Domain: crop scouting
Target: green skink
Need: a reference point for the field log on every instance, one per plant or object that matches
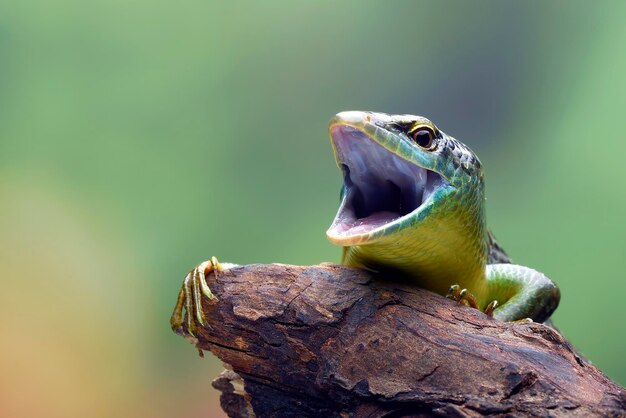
(412, 206)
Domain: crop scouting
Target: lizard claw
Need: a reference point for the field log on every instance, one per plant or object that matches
(463, 296)
(190, 299)
(489, 309)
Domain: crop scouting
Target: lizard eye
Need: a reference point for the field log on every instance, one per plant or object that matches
(423, 136)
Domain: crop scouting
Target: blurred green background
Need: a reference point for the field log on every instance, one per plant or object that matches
(139, 138)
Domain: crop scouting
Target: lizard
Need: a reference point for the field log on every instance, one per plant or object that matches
(412, 206)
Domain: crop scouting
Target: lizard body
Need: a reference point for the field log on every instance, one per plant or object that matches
(412, 205)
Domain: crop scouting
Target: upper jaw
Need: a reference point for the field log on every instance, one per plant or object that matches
(382, 188)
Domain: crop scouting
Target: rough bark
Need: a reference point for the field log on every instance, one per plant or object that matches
(332, 341)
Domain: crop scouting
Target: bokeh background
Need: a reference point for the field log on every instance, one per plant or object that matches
(139, 138)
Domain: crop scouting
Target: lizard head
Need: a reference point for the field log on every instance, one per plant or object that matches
(397, 170)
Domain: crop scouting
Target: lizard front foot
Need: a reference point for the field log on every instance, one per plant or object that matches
(463, 296)
(190, 299)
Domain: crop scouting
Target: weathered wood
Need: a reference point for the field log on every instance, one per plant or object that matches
(332, 341)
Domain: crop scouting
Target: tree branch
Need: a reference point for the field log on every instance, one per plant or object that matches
(334, 341)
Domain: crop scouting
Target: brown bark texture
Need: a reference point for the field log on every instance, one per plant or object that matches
(334, 341)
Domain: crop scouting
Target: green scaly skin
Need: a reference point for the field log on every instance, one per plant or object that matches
(442, 244)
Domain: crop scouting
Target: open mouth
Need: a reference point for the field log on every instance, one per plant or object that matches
(380, 186)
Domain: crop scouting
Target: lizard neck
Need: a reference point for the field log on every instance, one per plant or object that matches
(450, 247)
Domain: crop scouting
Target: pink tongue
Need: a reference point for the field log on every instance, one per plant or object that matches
(363, 225)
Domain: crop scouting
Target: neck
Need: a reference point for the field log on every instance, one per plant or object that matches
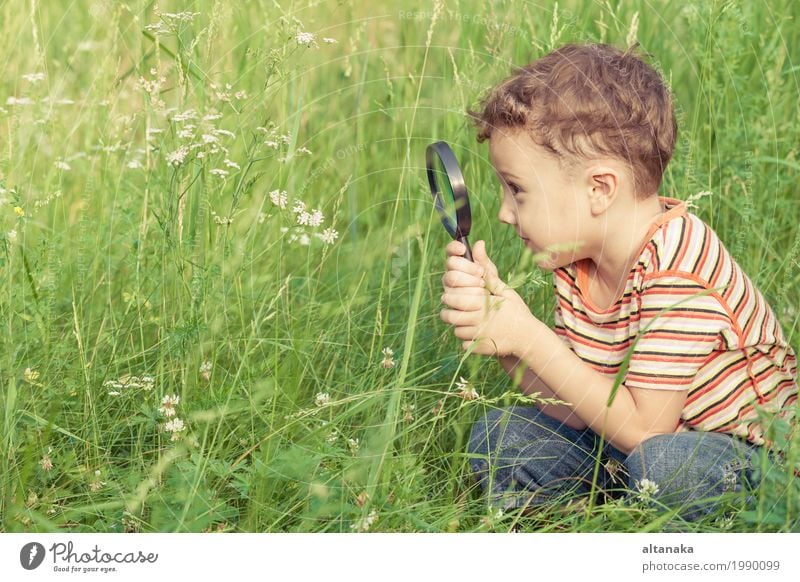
(621, 236)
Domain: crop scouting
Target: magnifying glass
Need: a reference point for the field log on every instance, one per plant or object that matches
(449, 192)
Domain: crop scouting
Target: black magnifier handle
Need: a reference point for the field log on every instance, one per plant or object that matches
(465, 242)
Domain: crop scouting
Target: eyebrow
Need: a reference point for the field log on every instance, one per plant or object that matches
(503, 174)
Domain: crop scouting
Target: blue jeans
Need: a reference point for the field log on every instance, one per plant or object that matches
(523, 458)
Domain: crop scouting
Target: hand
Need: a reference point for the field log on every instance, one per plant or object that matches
(488, 315)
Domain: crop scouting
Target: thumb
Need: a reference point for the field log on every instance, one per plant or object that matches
(482, 258)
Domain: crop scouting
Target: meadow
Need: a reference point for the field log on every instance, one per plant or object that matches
(220, 267)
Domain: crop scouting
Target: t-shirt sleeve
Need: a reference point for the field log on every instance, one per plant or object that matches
(681, 325)
(558, 319)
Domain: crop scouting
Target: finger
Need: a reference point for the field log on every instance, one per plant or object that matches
(457, 318)
(456, 249)
(495, 285)
(470, 291)
(459, 279)
(465, 302)
(482, 258)
(465, 266)
(465, 332)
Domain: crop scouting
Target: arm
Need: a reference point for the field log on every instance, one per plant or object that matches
(634, 415)
(530, 382)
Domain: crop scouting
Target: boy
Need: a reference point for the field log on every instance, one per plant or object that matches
(579, 140)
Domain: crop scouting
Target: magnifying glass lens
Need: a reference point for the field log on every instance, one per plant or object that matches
(446, 199)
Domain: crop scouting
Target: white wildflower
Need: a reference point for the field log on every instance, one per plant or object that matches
(179, 16)
(33, 77)
(224, 220)
(363, 524)
(316, 218)
(690, 202)
(96, 484)
(157, 28)
(177, 157)
(174, 426)
(19, 101)
(388, 361)
(329, 235)
(279, 198)
(647, 489)
(306, 38)
(168, 405)
(465, 389)
(205, 370)
(185, 116)
(304, 218)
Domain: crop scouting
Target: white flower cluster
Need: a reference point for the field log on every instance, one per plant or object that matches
▬▬▬
Exclude every picture and copy the remaining data exactly.

**REPLY**
Domain: crop scouting
Target: green skink
Need: a reference point for the field log on every instance, one per plant or object that matches
(412, 206)
Domain: crop scouting
Target: lizard claw
Need: a reference point for the field log on every instance, one per plant or object that matches
(463, 296)
(190, 299)
(489, 309)
Domain: crop scouting
Target: lizard eye
Need: a reference point for the field log on every instance, one per plant or object that matches
(423, 136)
Domain: crop scouting
Target: blurred green background
Need: a reference point for the field log on every instance, one per plant or object that matches
(139, 138)
Domain: crop scouting
Target: lizard
Need: a reference point for the field log on every instance, one per plant or object that matches
(412, 206)
Domain: crop scouting
Target: lizard body
Need: a reference point for the field log on every instance, one per plant or object that matches
(412, 205)
Domain: crop scouting
Target: upper jaw
Need: a reference point for the field log on every instance, one per plant or object that matches
(382, 188)
Domain: crop scouting
Target: rough bark
Need: a reference point for the field log on every instance, one per plant or object that matches
(332, 341)
Domain: crop scouting
Target: bokeh background
Need: a reference point for the field log on every instance, one per plant or object that matches
(139, 138)
Domain: crop scouting
Target: lizard head
Need: a reference point for the field log on every instance, one per plant or object that matches
(397, 170)
Domain: crop scouting
Target: lizard front foot
Need: a reference point for the field log on every instance, one per plant or object that matches
(463, 296)
(190, 299)
Domain: crop scouting
Target: weathered wood
Need: a reference point for the field log on every instance, one per plant or object that matches
(332, 341)
Domain: crop scouting
Target: tree branch
Need: a reference point for the field log on every instance, one per plant or object that matches
(334, 341)
Domain: crop scouting
Target: brown bark texture
Need: a reference point for the field log on every instance, one per plant or object that matches
(334, 341)
Domain: crop scouting
Target: green scaly skin
Need: a reference point for the field log on every instance, one per plant or object that matches
(442, 244)
Domain: crop scouting
Target: open mouth
Need: a reference point for the field log on every instance, one per plant or object that matches
(380, 186)
Domain: crop scouting
Target: lizard neck
Need: a reference point for the field log on every instance, one per plant or object that matches
(450, 247)
Domain: crop scouting
Target: pink tongue
Need: a reference point for the field log on every instance, one per plant or object that matches
(363, 225)
Domain: crop scouting
Target: neck
Need: a reference point for the field log on every instance, one per plant or object that matches
(621, 236)
Domain: crop scouting
Target: magnifying glass
Need: a reference point for the field log on every instance, one per plant or object that matches
(449, 192)
Domain: crop scouting
Target: black magnifier handle
Need: a reference point for the field log on every instance, one per plant or object that matches
(465, 242)
Domain: crop scouting
Target: eyebrow
Need: a reference point for the field log on every instance, one per plant or object that matches
(503, 174)
Domain: crop scouting
Target: blue jeans
Need: a reference point for the field log on every instance, one per plant or object that matches
(523, 458)
Domain: crop scouting
Target: hand
Need: a reference point for the field log on every instance, one per plant or object that matches
(488, 315)
Domain: crop scouting
Target: thumb
Need: a reference point for the field log on every instance, one per plant or object that matches
(482, 258)
Domain: crop scouting
Target: meadow
Need: a reference point for the field log on every instance, one per plant or object that matches
(220, 267)
Domain: crop scouting
Target: t-shirt sleeve
Need: a reference point for the field log on every instance, one per plant or object that matches
(681, 325)
(558, 319)
Domain: crop scouting
Target: finger
Need: a reference point for the field log on every instance, one per plant or object that matches
(457, 318)
(456, 249)
(495, 285)
(470, 291)
(459, 279)
(465, 302)
(482, 258)
(465, 266)
(465, 332)
Domain: crop scouting
Target: arm
Need: a reference point for the field log on every instance, one per plant or object that matches
(634, 415)
(530, 382)
Domain: crop scouting
Target: boy
Need: a reference point for the field log on every instance, one per plant or object that matches
(579, 140)
Domain: crop scouting
Target: magnifying glass lens
Need: a reference point for the field log on every instance, one per plant or object that matches
(446, 199)
Domain: crop scouting
Target: white wildflower
Need: a reference point for the field log on every instance, one per plant or object that matches
(179, 16)
(33, 77)
(224, 220)
(363, 524)
(316, 218)
(690, 202)
(96, 484)
(157, 28)
(177, 157)
(174, 426)
(19, 101)
(388, 361)
(329, 235)
(279, 198)
(647, 489)
(306, 38)
(168, 405)
(465, 389)
(205, 370)
(185, 116)
(304, 218)
Domain: crop scouting
Target: white flower cluster
Need: a reference point for the field log on every instance, one per plant or object that matches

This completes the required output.